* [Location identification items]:
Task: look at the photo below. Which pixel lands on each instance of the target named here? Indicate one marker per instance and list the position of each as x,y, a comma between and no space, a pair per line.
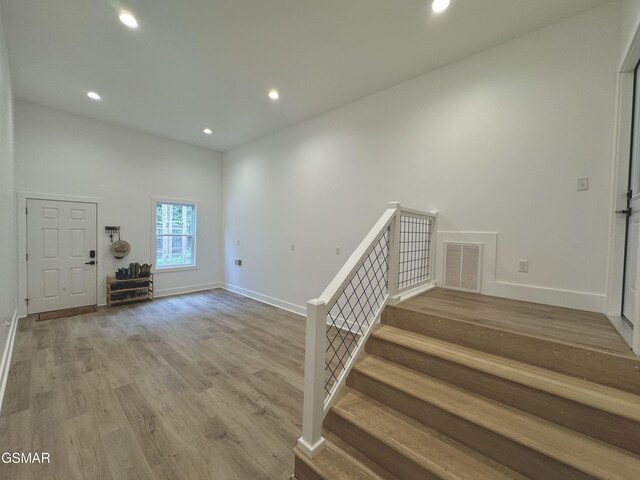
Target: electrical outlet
583,184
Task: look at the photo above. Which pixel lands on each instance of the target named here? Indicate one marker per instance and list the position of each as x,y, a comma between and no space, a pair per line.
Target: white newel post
394,252
312,441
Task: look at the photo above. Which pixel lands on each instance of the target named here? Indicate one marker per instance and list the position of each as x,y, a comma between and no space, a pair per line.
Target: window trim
153,255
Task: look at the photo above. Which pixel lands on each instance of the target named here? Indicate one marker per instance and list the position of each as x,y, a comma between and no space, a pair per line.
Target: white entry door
61,255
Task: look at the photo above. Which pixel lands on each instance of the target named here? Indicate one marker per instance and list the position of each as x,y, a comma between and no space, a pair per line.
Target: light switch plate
523,266
583,184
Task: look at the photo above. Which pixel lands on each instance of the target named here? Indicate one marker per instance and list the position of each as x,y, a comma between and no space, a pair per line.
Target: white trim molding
5,362
275,302
168,292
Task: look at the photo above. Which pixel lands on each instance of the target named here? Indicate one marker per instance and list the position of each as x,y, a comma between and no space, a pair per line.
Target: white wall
629,20
63,154
8,269
495,143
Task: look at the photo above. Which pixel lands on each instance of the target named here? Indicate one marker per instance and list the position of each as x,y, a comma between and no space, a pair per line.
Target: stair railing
394,261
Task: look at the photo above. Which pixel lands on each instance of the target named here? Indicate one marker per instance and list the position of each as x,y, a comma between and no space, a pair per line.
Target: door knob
626,211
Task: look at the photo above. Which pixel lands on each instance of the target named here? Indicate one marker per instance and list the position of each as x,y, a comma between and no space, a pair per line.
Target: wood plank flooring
555,323
198,386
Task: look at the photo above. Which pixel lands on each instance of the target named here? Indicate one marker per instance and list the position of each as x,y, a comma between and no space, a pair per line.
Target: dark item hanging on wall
120,249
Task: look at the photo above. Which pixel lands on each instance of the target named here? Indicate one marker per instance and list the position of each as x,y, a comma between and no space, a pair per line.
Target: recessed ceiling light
439,6
128,19
274,94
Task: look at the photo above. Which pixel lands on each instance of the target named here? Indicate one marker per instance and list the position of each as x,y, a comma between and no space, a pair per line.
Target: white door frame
620,178
22,243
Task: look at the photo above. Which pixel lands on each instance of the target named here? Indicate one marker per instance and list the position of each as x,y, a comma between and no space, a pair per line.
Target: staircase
440,398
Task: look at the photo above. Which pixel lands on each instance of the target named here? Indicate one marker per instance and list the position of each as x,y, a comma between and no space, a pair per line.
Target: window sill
175,269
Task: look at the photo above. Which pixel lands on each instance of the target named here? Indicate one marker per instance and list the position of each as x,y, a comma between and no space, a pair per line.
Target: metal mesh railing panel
414,250
354,310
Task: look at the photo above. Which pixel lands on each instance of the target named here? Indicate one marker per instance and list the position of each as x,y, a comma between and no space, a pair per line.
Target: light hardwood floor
198,386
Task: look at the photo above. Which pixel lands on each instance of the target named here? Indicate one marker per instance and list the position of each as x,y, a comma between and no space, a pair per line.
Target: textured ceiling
210,63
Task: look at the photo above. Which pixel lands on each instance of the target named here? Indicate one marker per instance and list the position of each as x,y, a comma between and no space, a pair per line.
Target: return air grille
463,266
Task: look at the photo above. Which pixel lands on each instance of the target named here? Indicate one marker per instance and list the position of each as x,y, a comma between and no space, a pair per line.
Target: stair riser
377,450
604,426
515,456
597,366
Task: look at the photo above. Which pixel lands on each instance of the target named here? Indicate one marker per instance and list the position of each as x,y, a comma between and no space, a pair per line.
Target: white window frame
154,258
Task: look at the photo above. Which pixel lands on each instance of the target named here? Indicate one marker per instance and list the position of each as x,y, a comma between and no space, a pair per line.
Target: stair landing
579,327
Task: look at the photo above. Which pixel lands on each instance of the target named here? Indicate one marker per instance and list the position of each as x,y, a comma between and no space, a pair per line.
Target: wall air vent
463,266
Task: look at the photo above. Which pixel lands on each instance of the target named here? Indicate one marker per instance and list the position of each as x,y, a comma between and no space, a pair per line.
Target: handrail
394,260
347,271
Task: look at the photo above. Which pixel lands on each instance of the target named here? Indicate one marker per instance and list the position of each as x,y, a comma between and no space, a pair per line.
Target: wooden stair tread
595,395
443,457
340,461
583,453
615,370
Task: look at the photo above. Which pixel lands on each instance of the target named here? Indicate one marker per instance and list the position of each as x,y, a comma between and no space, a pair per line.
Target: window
175,234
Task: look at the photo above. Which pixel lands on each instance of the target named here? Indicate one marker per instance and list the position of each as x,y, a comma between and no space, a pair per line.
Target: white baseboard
592,302
167,292
624,329
414,292
297,309
5,363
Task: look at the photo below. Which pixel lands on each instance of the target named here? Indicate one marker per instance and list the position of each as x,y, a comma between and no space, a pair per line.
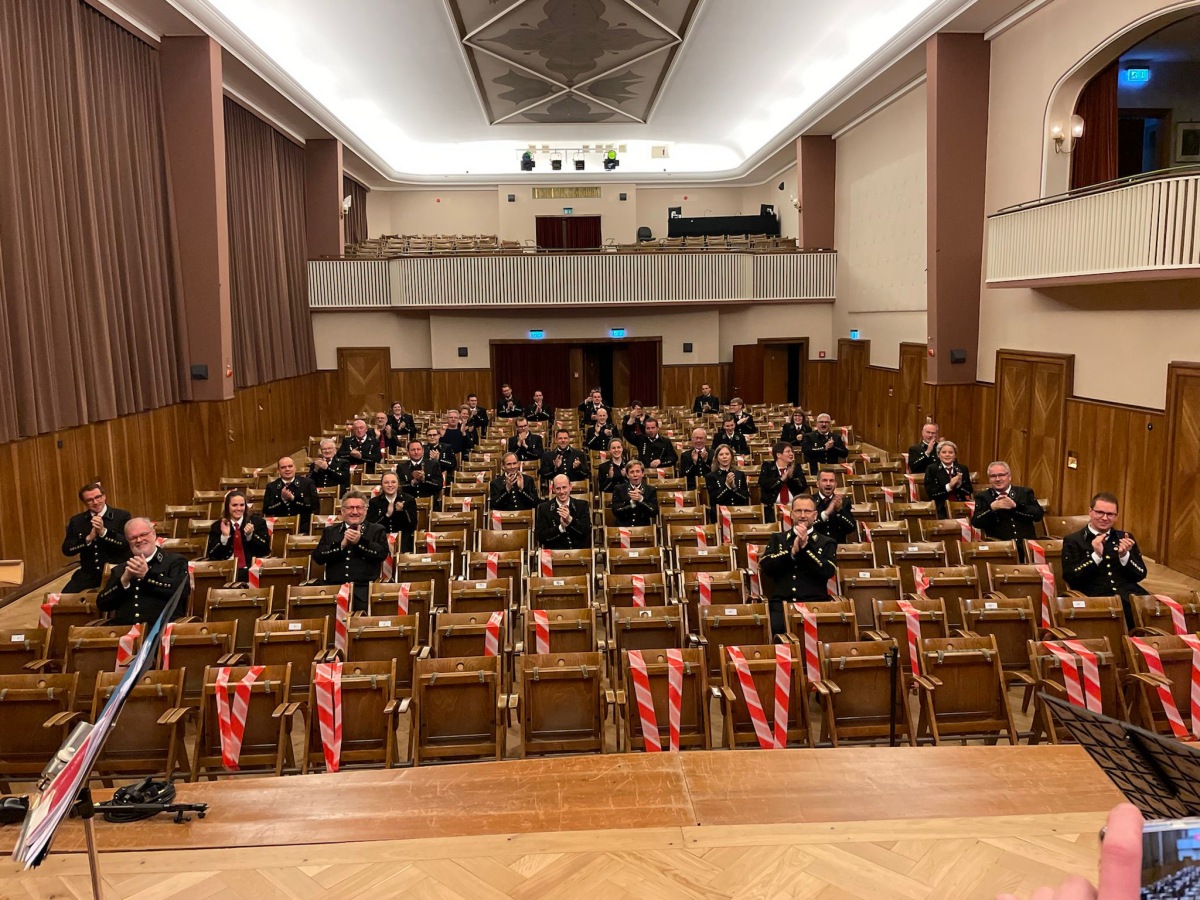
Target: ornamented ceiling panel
570,61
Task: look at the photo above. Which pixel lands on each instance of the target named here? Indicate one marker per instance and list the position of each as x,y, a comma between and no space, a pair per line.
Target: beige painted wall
1122,337
880,229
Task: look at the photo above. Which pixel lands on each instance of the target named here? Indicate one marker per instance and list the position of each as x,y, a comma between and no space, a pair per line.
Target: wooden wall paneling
1181,520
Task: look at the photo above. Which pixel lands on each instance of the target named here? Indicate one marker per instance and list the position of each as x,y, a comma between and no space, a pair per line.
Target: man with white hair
139,588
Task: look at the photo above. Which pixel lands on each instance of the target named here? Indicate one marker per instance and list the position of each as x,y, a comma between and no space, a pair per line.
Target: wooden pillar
816,165
323,197
957,67
195,133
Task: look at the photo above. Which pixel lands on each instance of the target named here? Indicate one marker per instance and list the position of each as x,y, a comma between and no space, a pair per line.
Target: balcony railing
570,280
1122,231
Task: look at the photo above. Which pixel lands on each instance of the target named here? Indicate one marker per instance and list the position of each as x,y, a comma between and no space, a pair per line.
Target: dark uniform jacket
145,599
111,547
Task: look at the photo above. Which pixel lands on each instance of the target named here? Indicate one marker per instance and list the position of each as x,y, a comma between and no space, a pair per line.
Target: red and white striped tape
492,634
327,684
232,715
541,630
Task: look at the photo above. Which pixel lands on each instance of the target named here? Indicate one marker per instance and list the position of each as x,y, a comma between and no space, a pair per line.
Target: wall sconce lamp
1060,138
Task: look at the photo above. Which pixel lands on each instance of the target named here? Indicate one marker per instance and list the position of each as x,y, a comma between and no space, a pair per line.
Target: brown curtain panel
268,288
91,323
1095,157
357,219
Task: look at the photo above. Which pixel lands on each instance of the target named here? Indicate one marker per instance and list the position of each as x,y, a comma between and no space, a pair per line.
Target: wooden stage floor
864,822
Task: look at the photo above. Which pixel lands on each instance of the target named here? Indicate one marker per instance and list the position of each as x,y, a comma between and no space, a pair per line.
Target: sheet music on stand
1158,774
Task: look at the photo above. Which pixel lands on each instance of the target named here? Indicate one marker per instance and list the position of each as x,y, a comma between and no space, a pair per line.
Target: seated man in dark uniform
562,522
634,501
291,495
139,588
97,537
1005,511
1102,561
353,550
801,562
513,490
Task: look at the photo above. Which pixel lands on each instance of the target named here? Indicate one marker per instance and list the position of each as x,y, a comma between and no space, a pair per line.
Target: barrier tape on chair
342,617
541,631
645,700
1091,675
327,685
1048,594
1155,664
232,717
675,696
125,647
912,625
256,573
753,569
754,703
45,618
1071,678
921,581
492,635
639,582
1179,619
811,663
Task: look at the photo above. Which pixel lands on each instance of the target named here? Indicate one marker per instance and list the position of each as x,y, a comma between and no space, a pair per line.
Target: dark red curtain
1095,157
533,366
268,287
91,306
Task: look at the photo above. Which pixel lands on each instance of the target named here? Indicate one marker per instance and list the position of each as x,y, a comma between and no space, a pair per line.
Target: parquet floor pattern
917,858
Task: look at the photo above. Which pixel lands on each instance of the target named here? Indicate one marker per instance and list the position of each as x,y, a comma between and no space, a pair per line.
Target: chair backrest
457,708
694,727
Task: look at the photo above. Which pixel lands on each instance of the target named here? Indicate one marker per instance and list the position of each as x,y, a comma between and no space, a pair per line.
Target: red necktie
239,551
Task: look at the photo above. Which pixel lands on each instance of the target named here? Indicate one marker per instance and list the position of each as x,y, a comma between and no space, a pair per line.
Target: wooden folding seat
618,589
562,702
981,553
36,714
91,649
694,726
862,694
963,691
865,586
1049,678
457,709
761,670
207,575
267,739
720,627
571,592
1153,615
495,595
150,737
925,555
240,606
294,642
433,568
370,713
705,559
913,514
837,622
891,623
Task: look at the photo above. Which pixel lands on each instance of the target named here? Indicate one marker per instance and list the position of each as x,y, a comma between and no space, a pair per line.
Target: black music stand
1159,775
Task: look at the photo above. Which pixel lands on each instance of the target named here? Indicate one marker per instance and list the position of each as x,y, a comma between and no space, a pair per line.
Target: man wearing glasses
139,588
1099,559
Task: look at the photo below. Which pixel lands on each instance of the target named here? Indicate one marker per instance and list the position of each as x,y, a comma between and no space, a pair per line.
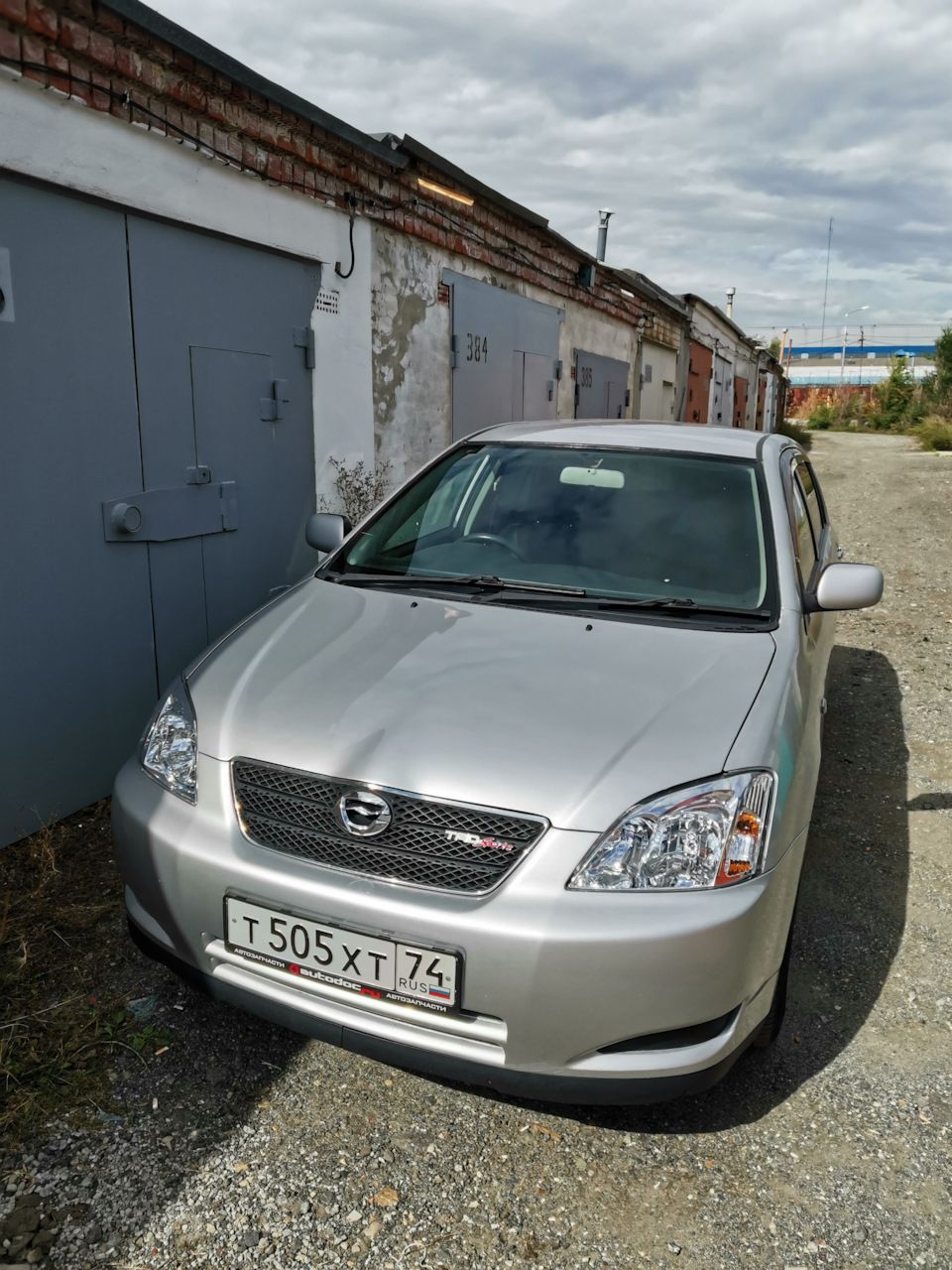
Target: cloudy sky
724,136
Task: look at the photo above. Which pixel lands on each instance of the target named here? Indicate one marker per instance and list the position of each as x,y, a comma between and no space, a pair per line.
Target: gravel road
243,1144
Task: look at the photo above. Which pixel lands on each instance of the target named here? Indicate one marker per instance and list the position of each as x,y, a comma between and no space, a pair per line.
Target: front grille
298,813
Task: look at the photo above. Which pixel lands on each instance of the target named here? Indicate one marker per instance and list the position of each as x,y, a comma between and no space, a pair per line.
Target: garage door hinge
303,338
273,407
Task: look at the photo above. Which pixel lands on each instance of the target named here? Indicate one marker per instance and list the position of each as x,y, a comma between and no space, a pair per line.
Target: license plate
325,952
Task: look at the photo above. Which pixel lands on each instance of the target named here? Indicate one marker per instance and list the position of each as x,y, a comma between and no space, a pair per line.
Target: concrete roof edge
417,150
653,291
181,39
690,300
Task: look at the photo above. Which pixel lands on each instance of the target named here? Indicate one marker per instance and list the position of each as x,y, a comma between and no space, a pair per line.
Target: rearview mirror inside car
325,532
846,585
602,476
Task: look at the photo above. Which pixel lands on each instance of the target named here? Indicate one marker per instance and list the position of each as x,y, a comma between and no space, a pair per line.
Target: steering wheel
495,540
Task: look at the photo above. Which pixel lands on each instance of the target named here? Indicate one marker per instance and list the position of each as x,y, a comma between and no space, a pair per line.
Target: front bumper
551,976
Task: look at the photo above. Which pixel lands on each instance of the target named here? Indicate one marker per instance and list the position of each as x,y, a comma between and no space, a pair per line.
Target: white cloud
724,136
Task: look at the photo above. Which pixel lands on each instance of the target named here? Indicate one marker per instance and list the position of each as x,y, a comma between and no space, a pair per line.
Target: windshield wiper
480,580
683,603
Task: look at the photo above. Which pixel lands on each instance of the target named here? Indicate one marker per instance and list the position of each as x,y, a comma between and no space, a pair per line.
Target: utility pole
826,284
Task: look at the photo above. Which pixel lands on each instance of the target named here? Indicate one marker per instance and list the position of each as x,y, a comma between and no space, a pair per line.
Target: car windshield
616,524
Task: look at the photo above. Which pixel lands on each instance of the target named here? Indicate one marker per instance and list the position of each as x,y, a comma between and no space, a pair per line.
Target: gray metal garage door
157,458
601,386
722,393
504,356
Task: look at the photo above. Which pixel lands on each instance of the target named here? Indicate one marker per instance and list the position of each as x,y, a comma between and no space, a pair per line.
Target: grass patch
934,434
64,1019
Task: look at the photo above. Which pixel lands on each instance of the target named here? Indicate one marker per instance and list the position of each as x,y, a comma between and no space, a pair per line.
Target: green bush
892,407
797,432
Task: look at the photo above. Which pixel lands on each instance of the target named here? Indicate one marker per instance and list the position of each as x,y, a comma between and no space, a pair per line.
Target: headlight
171,743
703,835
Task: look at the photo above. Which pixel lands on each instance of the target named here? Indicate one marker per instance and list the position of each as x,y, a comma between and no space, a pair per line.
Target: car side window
805,541
814,506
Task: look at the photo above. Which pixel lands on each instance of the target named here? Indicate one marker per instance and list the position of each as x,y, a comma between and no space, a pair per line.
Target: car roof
635,435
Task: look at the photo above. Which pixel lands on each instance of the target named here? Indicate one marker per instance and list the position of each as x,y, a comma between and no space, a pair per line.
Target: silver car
516,788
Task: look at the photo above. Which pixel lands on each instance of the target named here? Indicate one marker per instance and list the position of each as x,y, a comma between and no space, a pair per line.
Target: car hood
567,716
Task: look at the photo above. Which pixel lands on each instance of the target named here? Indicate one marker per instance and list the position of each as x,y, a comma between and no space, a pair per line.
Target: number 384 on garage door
330,953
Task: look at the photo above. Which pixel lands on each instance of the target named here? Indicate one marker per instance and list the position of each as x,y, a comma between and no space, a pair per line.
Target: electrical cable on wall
353,214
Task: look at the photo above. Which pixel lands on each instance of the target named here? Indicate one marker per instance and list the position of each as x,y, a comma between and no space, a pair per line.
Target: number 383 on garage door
329,953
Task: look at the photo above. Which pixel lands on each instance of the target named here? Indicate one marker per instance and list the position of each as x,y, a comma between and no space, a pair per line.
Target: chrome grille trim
294,812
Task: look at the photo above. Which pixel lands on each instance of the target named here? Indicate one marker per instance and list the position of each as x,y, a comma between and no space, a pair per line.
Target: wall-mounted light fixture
443,191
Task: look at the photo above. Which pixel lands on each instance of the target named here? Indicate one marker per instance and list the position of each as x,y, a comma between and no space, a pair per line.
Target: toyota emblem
363,813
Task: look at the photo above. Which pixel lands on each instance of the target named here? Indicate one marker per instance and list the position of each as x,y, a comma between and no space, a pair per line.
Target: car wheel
770,1029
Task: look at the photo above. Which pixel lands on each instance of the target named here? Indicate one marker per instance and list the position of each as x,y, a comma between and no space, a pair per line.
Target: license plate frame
436,992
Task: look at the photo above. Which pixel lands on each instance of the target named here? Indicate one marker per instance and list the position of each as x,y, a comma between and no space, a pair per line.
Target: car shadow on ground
851,911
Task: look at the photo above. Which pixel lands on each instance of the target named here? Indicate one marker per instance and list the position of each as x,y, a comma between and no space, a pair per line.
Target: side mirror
325,532
846,585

* [GOAL]:
Return every line of the records that contains the string "uniform".

* [RESULT OF THIS TASK]:
Target: dark uniform jacket
Target: seated man in dark uniform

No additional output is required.